Study text →
*** Begin section ***

On our way through town once we even saw a house full of cows--we never got the story on that one, but I'm assuming it was a house still under construction?

Though I will not include a picture of the outhouse latrine, which was sufficient for the job but not pleasant to one used to modern luxury, I thought it might be interesting to show the bathing and laundry area, which had the only concrete floors in the house. The two buckets on the floor are our shower, one for me, and one for Kate:

This 5-day visit to El Jocote was mostly for our introduction to the people and the lifestyle, though we did spend some time reading up on the watershed protection project that we will be doing, and we spent a lot of time meeting people and having some fun. There was a constant crowd of curious kids around us when we'd walk through town. Not that we were the first gringos they'd ever seen, but I think we were still a novelty and also something new and exciting for them in their very small town. The kids were patient with us and showed us around a little. They showed us the solar-powered well, the first major project completed by AsoFenix in El Jocote.

*** End section ***

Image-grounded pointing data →
*** Begin section ***

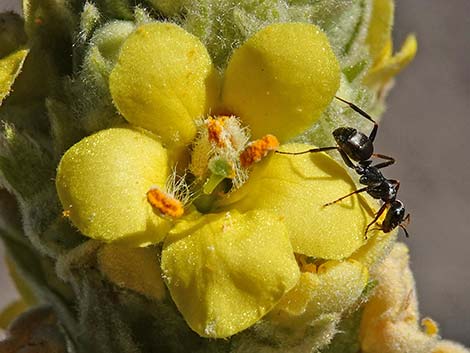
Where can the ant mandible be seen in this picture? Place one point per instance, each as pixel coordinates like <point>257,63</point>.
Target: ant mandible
<point>353,145</point>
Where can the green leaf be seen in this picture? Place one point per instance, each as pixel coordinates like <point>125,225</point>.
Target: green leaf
<point>10,68</point>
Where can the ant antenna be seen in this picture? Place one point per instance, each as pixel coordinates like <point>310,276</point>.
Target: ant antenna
<point>356,109</point>
<point>364,114</point>
<point>404,224</point>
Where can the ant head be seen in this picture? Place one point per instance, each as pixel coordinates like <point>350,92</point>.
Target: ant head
<point>343,134</point>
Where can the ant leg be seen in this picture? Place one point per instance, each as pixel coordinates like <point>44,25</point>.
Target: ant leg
<point>313,150</point>
<point>364,114</point>
<point>396,183</point>
<point>346,196</point>
<point>377,216</point>
<point>404,224</point>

*** End section ***

Work task 1 →
Can you rewrite the travel account starting at "This 5-day visit" and ending at "in El Jocote.", renaming "El Jocote" to "the village" each time it appears?
Work task 2 →
Does the travel account agree with each statement below? Answer yes or no for each, quoting the words of the travel account that decide it.
(a) The travelers were the first gringos the kids in town had ever seen.
(b) The visit to El Jocote lasted five days.
(c) The bathing and laundry area had the only concrete floors in the house.

Task solution 1 →
This 5-day visit to the village was mostly for our introduction to the people and the lifestyle, though we did spend some time reading up on the watershed protection project that we will be doing, and we spent a lot of time meeting people and having some fun. There was a constant crowd of curious kids around us when we'd walk through town. Not that we were the first gringos they'd ever seen, but I think we were still a novelty and also something new and exciting for them in their very small town. The kids were patient with us and showed us around a little. They showed us the solar-powered well, the first major project completed by AsoFenix in the village.

Task solution 2 →
(a) No: "Not that we were the first gringos they'd ever seen"
(b) Yes: "This 5-day visit to El Jocote"
(c) Yes: "the bathing and laundry area, which had the only concrete floors in the house"